→ TASK DETAILS
Continue the piece on memoization versus dynamic programming, picking up right after its final sentence.

──────── TEXT EXTRACT ────────

I wrote this on the Racket educators' mailing list, and Eli Barzilay
suggested I post it here as well.
The article is about the difference between memoization and dynamic programming (DP). Before you read on, you should stop and ask yourself: Do I think these two are the same concept?; if you think they are different, How do I think they differ?; and for that matter, Do I even think of them as related?
Did you think? Okay, then read on.
They most certainly are related, because they are both mechanisms for optimizing a computation by replacing repeated sub-computations with the storage and reuse of the result of those sub-computations. (That is, both trade off space for time.) In that description is already implicit an assumption: that the sub-computation will return the same result every time (or else you can't replace the computation with its value on subsequent invocations). You've almost certainly heard of DP from an algorithms class. You've probably heard of memoization if you're a member of this language's community, but many undergrads simply never see it because algorithms textbooks ignore it; and when they do mention it they demonstrate fundamental misunderstandings (as Algorithms by Dasgupta, Papadimitriou, and Vazirani does).
Therefore, let's set aside precedent. I'll tell you how to think about them.

──────── DATA SECTION ────────

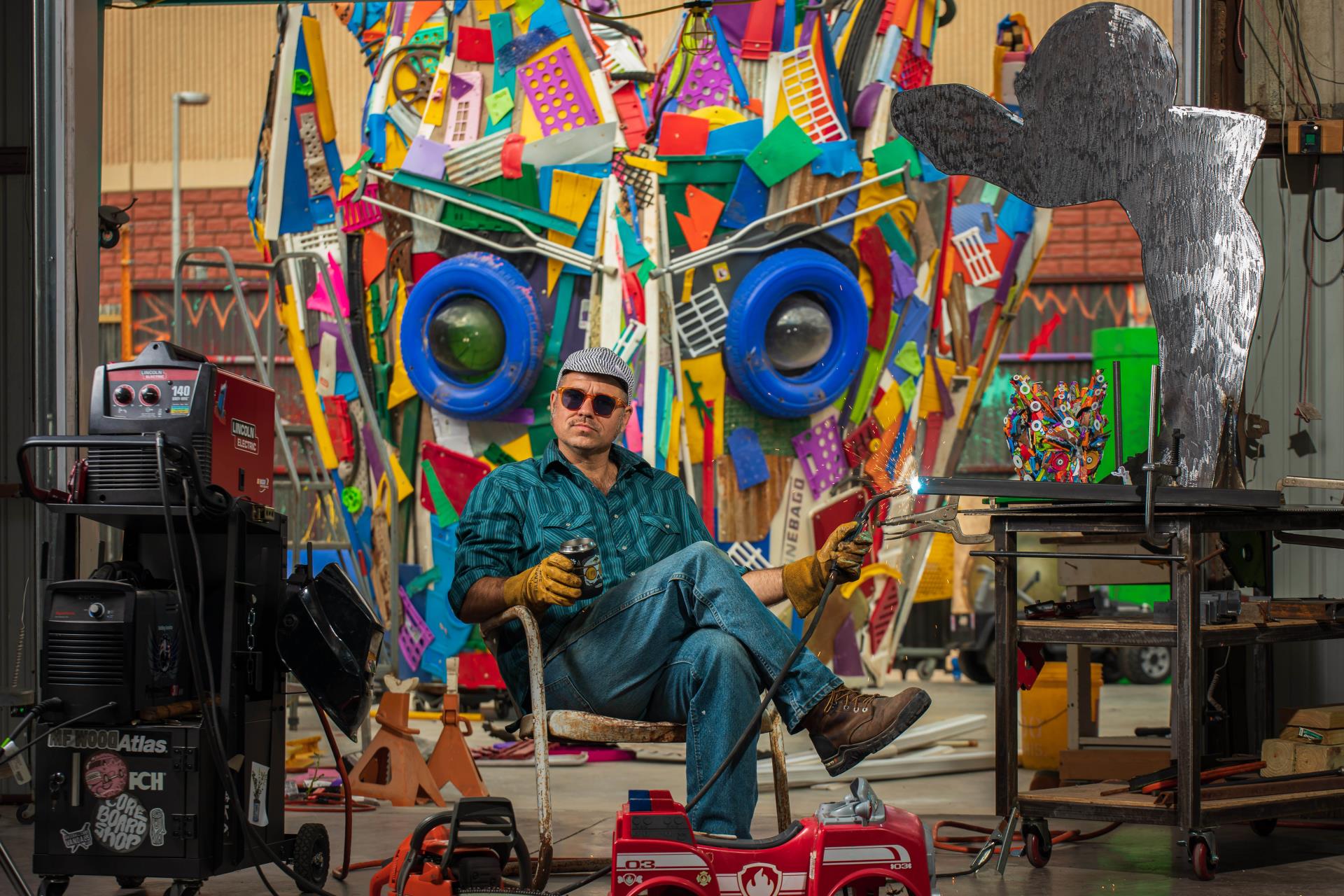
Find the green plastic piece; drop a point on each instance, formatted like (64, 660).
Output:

────────

→ REPLY TO THE TASK
Memoization is fundamentally a top-down computation and DP is fundamentally bottom-up. In memoization, we observe that a computational tree can actually be represented as a computational DAG (a directed acyclic graph: the single most underrated data structure in computer science); we then use a black-box to turn the tree into a DAG. But it allows the top-down description of the problem to remain unchanged. (As I left unstated originally but commenter23 below rightly intuited, the nodes are function calls, edges are call dependencies, and the arrows are directed from caller to callee. See the pictures later in this article.)
In DP, we make the same observation, but construct the DAG from the bottom-up. That means we have to rewrite the computation to express the delta from each computational tree/DAG node to its parents. We also need a means for addressing/naming those parents (which we did not need in the top-down case, since this was implicit in the recursive call stack). This leads to inventions like DP tables, but people often fail to understand why they exist: it's primarily as a naming mechanism (and while we're at it, why not make it efficient to find a named element, ergo arrays and matrices).
In both cases, there is the potential for space wastage. In memoization, it is very difficult to get rid of this waste (you could have custom, space-saving memoizers, as Václav Pech points out in his comment below, but then the programmer risks using the wrong one...which to me destroys the beauty of memoization in the first place). In contrast, in DP it's easier to save space because you can just look at the delta function to see how far “back” it reaches; beyond there lies garbage, and you can come up with a cleverer representation that stores just the relevant part (the “fringe”). Once you understand this, you realize that the classic textbook linear, iterative computation of the fibonacci is just an extreme example of DP, where the entire “table” has been reduced to two iteration variables. (Did your algorithms textbook tell you that?)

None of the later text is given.